*DETALHES DA TAREFA*
Transcreva a crítica a "O Mágico" desde "O mágico em" até "dar: a ilusão.", inclusive, e renomeie "Alice" para "Sofia".

*EXCERTO SELECIONADO*
-*-

Chomet trocou as bicicletas de “Les Triplettes” pelos truques de magia de um ilusionista fracassado e a paisagem de França pela neblina da Escócia, mas tudo o resto se mantém, para prazer dos nossos olhos. O desenho à mão, a elegante sobriedade das velhas duas dimensões, as rugas bem vincadas nos corpos das personagens e na história que têm para contar.
O mágico em epígrafe é um francês de meia idade que procura a sorte noutras paragens. É um profissional modesto do métier (sim, se o tradutor de “Les Triplettes De Belleville / Belleville Rendez-vous” pode, nós também podemos): não é particularmente hábil, tem poucos truques na manga e todo o seu número é algo démodé (é ele a dar-lhe e a burra a fugir…). Andando de porta em porta, acaba por ir parar à Escócia e aí conhece Alice, uma jovem simples, do campo, pobre, que vai deixar o que tem – nada – para seguir o ilusionista e o pouco / muito (riscar o que não interessa) que este lhe pode dar: a ilusão.
Jacques e Alice estabelecem-se em Edimburgo. Vivem num pequeno hotel onde têm por companhia palhaços suicidas, ventríloquos solitários e equipas de trapezistas que só encontram trabalho a pintar outdoors de outras vedetas. Ele procura trabalho nas salas de espectáculo, arranja uns biscates noutras funções e traz dinheiro para casa, para oferecer pequenos presentes a Alice: uns sapatos, um vestido, um casaco.
É uma relação delicada e indiscutivelmente de amor, mas Jacques e Alice nunca se tocam porque “O Mágico” é, na verdade, a história que um pai dedicou à filha. Um pai que se chama, como já suspeitávamos pela figura e nome do protagonista e pelo humor triste do conto, Jacques Tati – a dado passo, temos mesmo direito a uns instantes de “O Meu Tio”, quando o mágico irrompe por uma sala de cinema.
Tati terá escrito o guião nos anos 50 para a filha Sophie e adiado o projecto por considerá-lo demasiado sério. Chomet descobriu-o nos arquivos do Centre Nacional de la Cinématographie, transferiu o ambiente da história da Praga original para a Edimburgo onde vive e trouxe-o à vida – sorte a nossa.
“O Mágico” é o presente perfeito num Natal em que parece chover-nos por dentro e por fora. A previsão do estado do tempo não promete rápidas melhoras, mas, enquanto nos demoramos na mó de baixo, talvez possamos aprender com Chomet e Tati a beleza do pessimismo. O riso e a ternura por entre a chuva de Edimburgo. Ou Lisboa.

-*-

*MATERIAL FORNECIDO*

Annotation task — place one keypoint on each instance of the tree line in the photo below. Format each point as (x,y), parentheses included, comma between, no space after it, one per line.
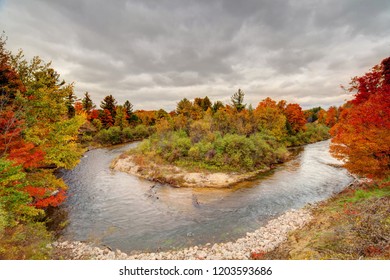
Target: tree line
(43,127)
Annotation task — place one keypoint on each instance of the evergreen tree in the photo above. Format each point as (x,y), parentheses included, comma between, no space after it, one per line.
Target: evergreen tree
(109,103)
(87,103)
(70,100)
(238,100)
(129,111)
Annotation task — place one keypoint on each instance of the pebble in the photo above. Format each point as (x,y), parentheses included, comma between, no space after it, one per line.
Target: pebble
(264,239)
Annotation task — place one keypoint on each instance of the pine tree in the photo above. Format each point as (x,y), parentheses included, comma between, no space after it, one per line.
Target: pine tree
(109,103)
(238,100)
(87,103)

-*-

*RESPOSTA AO PROBLEMA*
O mágico em epígrafe é um francês de meia idade que procura a sorte noutras paragens. É um profissional modesto do métier (sim, se o tradutor de “Les Triplettes De Belleville / Belleville Rendez-vous” pode, nós também podemos): não é particularmente hábil, tem poucos truques na manga e todo o seu número é algo démodé (é ele a dar-lhe e a burra a fugir…). Andando de porta em porta, acaba por ir parar à Escócia e aí conhece Sofia, uma jovem simples, do campo, pobre, que vai deixar o que tem – nada – para seguir o ilusionista e o pouco / muito (riscar o que não interessa) que este lhe pode dar: a ilusão.